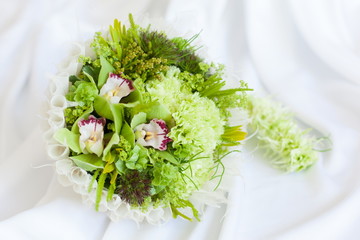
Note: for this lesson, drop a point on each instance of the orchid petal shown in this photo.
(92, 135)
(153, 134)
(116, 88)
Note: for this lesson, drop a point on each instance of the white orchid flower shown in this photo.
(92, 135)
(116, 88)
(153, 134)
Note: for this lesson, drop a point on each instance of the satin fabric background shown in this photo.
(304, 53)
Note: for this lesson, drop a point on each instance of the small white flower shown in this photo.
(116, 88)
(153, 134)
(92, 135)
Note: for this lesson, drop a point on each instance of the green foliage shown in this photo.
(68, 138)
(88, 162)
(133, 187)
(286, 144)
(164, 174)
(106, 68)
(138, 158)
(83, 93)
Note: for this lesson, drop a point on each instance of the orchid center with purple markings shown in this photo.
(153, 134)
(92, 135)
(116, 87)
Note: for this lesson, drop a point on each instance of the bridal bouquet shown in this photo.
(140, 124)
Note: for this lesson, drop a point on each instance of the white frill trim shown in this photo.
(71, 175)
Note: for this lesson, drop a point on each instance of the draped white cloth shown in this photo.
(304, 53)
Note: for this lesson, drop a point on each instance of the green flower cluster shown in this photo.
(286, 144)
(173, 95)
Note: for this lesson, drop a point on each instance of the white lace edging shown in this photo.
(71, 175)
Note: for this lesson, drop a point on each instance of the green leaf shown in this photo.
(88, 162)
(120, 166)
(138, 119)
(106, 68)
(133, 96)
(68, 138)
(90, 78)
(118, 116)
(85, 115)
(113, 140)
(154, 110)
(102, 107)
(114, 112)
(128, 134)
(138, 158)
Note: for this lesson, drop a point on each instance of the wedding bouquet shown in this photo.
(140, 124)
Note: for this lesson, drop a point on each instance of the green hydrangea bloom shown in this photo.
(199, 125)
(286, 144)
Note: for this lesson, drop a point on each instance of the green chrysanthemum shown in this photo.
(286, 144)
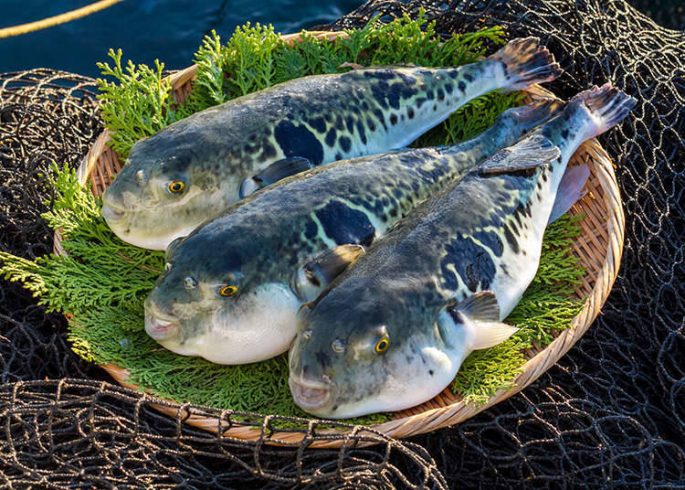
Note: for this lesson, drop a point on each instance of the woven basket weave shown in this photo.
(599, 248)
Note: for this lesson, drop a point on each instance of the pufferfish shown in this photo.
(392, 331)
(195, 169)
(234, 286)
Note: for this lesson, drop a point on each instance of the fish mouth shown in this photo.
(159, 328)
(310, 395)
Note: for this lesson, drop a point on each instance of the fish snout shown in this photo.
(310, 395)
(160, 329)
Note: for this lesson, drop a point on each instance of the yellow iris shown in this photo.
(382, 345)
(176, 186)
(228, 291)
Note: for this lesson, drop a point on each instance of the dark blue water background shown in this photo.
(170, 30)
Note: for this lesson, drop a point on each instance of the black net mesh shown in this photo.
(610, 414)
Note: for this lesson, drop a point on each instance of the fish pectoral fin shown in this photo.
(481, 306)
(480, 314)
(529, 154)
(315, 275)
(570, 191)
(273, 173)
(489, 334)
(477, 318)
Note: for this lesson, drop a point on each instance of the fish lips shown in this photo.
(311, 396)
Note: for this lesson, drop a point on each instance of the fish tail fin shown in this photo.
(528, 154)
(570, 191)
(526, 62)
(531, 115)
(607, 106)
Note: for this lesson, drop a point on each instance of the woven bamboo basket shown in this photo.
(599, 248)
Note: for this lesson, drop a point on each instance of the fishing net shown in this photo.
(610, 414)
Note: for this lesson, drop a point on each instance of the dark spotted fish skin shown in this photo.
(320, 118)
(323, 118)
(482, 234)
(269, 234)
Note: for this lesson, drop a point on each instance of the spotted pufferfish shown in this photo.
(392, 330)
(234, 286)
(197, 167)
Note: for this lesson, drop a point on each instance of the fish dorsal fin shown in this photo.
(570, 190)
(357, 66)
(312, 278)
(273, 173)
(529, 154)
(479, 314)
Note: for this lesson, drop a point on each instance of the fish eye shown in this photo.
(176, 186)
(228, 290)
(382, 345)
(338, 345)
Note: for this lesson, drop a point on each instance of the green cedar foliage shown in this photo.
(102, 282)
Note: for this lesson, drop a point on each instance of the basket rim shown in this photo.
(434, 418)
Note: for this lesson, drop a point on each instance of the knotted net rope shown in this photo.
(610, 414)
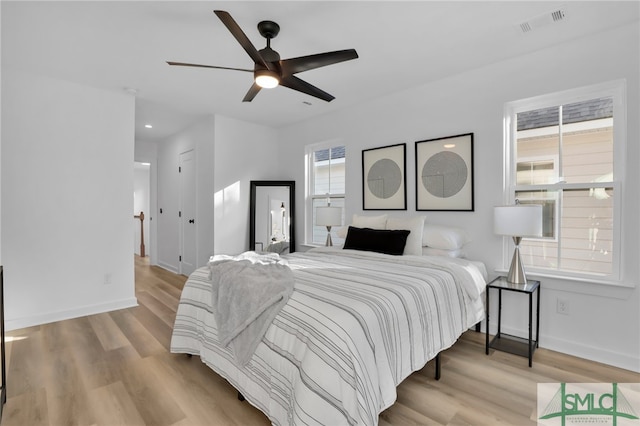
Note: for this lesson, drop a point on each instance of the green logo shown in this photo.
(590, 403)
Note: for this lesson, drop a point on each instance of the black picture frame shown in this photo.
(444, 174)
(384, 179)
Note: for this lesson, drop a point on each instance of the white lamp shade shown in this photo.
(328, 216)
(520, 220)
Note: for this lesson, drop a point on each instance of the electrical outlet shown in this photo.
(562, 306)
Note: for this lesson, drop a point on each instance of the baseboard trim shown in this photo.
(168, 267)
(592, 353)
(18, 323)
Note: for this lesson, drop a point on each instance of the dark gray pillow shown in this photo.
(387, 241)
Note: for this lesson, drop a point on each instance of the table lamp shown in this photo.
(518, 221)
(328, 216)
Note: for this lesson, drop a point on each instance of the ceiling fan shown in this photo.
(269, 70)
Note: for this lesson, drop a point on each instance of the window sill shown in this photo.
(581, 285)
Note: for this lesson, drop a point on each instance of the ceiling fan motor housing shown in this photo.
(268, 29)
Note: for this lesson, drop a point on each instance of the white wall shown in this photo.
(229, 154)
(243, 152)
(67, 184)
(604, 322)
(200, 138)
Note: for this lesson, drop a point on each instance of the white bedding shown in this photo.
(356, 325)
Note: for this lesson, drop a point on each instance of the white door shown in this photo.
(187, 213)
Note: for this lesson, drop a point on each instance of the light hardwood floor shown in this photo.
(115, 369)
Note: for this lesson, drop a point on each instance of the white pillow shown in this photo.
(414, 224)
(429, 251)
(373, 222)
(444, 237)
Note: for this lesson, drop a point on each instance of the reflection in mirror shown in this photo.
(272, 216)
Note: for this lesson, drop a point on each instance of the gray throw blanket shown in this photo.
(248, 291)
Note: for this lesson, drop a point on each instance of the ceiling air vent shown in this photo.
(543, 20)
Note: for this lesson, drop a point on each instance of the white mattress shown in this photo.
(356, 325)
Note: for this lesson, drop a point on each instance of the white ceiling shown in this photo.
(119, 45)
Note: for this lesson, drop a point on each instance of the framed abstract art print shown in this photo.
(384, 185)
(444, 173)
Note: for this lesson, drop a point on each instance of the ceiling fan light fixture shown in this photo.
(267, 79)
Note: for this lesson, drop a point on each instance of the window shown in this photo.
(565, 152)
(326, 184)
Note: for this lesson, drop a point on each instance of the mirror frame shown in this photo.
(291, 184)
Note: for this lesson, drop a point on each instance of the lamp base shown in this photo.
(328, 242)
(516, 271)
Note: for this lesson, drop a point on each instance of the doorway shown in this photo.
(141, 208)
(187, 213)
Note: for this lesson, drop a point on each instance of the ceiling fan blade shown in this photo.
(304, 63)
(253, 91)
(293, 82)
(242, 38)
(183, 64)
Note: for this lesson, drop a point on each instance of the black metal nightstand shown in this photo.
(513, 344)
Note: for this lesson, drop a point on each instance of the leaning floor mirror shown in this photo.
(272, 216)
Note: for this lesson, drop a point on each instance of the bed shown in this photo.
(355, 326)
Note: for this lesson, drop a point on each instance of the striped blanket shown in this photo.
....................
Transcribe the material exactly, keeping every word and none of the pictures.

**Correct result:**
Note: for this lesson, drop a point on each instance of the orchid petal shown in this photo.
(92, 135)
(153, 134)
(116, 88)
Note: for this lesson, drop a point on each instance of the white orchid flower shown in this photo.
(92, 135)
(116, 88)
(153, 134)
Note: for this lesson, drop a point on each instance of the satin fabric background shown in this photo.
(304, 53)
Note: for this lesson, drop a point on each instance of the small white flower shown in this photo.
(116, 88)
(153, 134)
(92, 135)
Note: for this lesson, drop a point on each instance of the green foliage shown in this photo.
(68, 138)
(88, 162)
(133, 187)
(286, 144)
(164, 174)
(106, 68)
(138, 158)
(83, 93)
Note: for this lesson, drop a point on each instance of the orchid center with purple markings shown in this photo.
(153, 134)
(92, 135)
(116, 87)
Note: for this lesson, drop a point on each instance of the bridal bouquet shown in this photo.
(140, 124)
Note: for this lesson, drop a point on each instance of the white frill trim shown in this photo.
(71, 175)
Note: for this lesson, drop a point on each instance of the draped white cloth shown in this photo.
(304, 53)
Note: for this lesson, drop a point on each instance of the green flower cluster shown in this photo.
(286, 144)
(173, 95)
Note: for this lesson, drop a point on each instance of the white lace edging shown in this photo.
(71, 175)
Note: for this lesson, drop a point on each instance of the green leaf shown in this photo.
(88, 162)
(120, 166)
(138, 119)
(106, 68)
(133, 96)
(68, 138)
(90, 78)
(118, 116)
(85, 115)
(113, 140)
(154, 110)
(102, 107)
(114, 112)
(128, 134)
(138, 158)
Note: for this lesson, drop a point on each instance of the wedding bouquet shown in this photo.
(140, 124)
Note: for this lesson, drop a point on each instance of the green hydrangea bloom shown in this photo.
(199, 125)
(286, 144)
Note: for this lesson, drop a point on each instance of the green chrysanthemum shown in this photo.
(286, 144)
Note: for this lesson, drop a point on each instance of the woven basket weave shown in this photo.
(599, 248)
Note: for this lesson, drop a point on each instance of the pufferfish shown in this photo.
(392, 331)
(195, 169)
(234, 286)
Note: for this lesson, drop a point on each instance of the fish mouth shown in this photo.
(159, 328)
(310, 395)
Note: for this lesson, drop a point on each instance of the fish snout shown in this photo.
(310, 395)
(160, 329)
Note: for this lesson, drop a point on each instance of the yellow iris shown in this photo.
(382, 345)
(176, 186)
(228, 291)
Note: for this lesson, drop a point on each instance of the dark blue water background shown in this photo.
(170, 30)
Note: for this lesson, drop a point on each instance of the black net mesh shown in this photo.
(610, 414)
Note: for this lesson, drop a point on each instance of the fish pectoral fin shown in this photo.
(481, 306)
(480, 314)
(529, 154)
(315, 275)
(570, 191)
(273, 173)
(489, 334)
(477, 318)
Note: for this lesson, drop a point on each instance of the fish lips shown in this photo.
(311, 396)
Note: for this lesson, drop a point on each instance of the fish tail fin shown in this photo.
(528, 154)
(570, 191)
(526, 62)
(531, 115)
(607, 106)
Note: for this lesson, drop a point on each instance of the woven bamboo basket shown in this photo.
(599, 248)
Note: for this lesson, drop a point on each instance of the fishing net shown in this photo.
(610, 414)
Note: for this lesson, drop a point on each instance of the dark spotted fish skin shown in this photo.
(320, 118)
(323, 118)
(482, 234)
(269, 234)
Note: for this lesson, drop a point on each instance of the spotted pufferfish shown in this photo.
(392, 330)
(234, 286)
(197, 167)
Note: for this lesson, drop a point on each instance of the fish dorsal fin shown in this photo.
(570, 190)
(357, 66)
(312, 278)
(273, 173)
(529, 154)
(479, 314)
Note: for this lesson, drop a point on each instance of the fish eye shown in this photo.
(176, 186)
(228, 290)
(382, 345)
(338, 345)
Note: for this lesson, drop a point on each instance of the green cedar foliage shown in this photo.
(102, 282)
Note: for this lesson, drop a point on each instance of the basket rim shown in this photo.
(434, 418)
Note: for this lesson, drop a point on each instance of the knotted net rope shown in this photo.
(610, 414)
Note: for this lesson, drop a point on each instance of the green logo shown in this photo.
(590, 403)
Note: for this lesson, drop a point on each instance of the black picture frame shown in this photo.
(444, 174)
(384, 179)
Note: for this lesson, drop a point on each instance of the white lamp shade shown in this photo.
(328, 216)
(520, 220)
Note: for this lesson, drop a point on each instance of the electrical outlet shown in this photo.
(562, 306)
Note: for this lesson, drop a point on each instance of the baseboard trim shown in this photo.
(168, 267)
(592, 353)
(18, 323)
Note: for this lesson, drop a point on each instance of the dark gray pillow shown in this photo.
(387, 241)
Note: for this lesson, drop a point on each instance of the table lamp shown in this photo.
(518, 221)
(328, 216)
Note: for this lesson, drop a point on each instance of the ceiling fan shown in this photo.
(269, 70)
Note: for this lesson, drop a point on each instance of the window sill shown in this photo.
(581, 285)
Note: for this lesson, drop a point on each instance of the ceiling fan motor housing shown in this photo.
(268, 29)
Note: for this lesson, drop a point on each instance of the white wall shown in this photo.
(229, 154)
(243, 152)
(67, 184)
(604, 322)
(200, 138)
Note: for this lesson, drop a point on each instance of the white bedding shown in this photo.
(356, 325)
Note: for this lesson, drop a point on each instance of the white door shown in this photo.
(187, 213)
Note: for this lesson, drop a point on each instance of the light hardwood floor shown in this photo.
(115, 369)
Note: for this lesson, drop a point on each instance of the white pillow shown in this photo.
(414, 224)
(429, 251)
(373, 222)
(444, 237)
Note: for this lesson, drop a point on each instance of the reflection in mirror shown in this photo.
(272, 216)
Note: for this lesson, drop a point on each instance of the gray throw blanket shown in this photo.
(248, 291)
Note: for this lesson, drop a point on each instance of the ceiling air vent shown in this photo.
(543, 20)
Note: for this lesson, drop a point on each instance of the white mattress shown in this photo.
(356, 325)
Note: for this lesson, drop a point on each instance of the white ceiling shown in this photo.
(119, 45)
Note: for this lesson, drop a point on each instance of the framed abstract art print shown in this photo.
(384, 185)
(444, 173)
Note: for this lesson, drop a point on each instance of the ceiling fan light fixture shown in this photo.
(267, 79)
Note: for this lesson, drop a point on each instance of the window shown in this photo.
(565, 152)
(326, 184)
Note: for this lesson, drop a point on each instance of the mirror frame shown in this photo.
(291, 184)
Note: for this lesson, drop a point on each instance of the lamp base shown in this photo.
(328, 242)
(516, 271)
Note: for this lesson, drop a point on each instance of the doorway shown in this photo.
(141, 208)
(187, 213)
Note: for this lesson, drop a point on each instance of the ceiling fan blade shown in this photo.
(304, 63)
(253, 91)
(293, 82)
(242, 38)
(183, 64)
Note: for this lesson, drop a point on each instance of the black metal nightstand shown in this photo.
(513, 344)
Note: for this lesson, drop a point on each instance of the leaning floor mirror shown in this photo.
(272, 216)
Note: for this lesson, drop a point on each instance of the bed shown in this photo.
(355, 326)
Note: for this lesson, drop a point on each instance of the striped blanket shown in this photo.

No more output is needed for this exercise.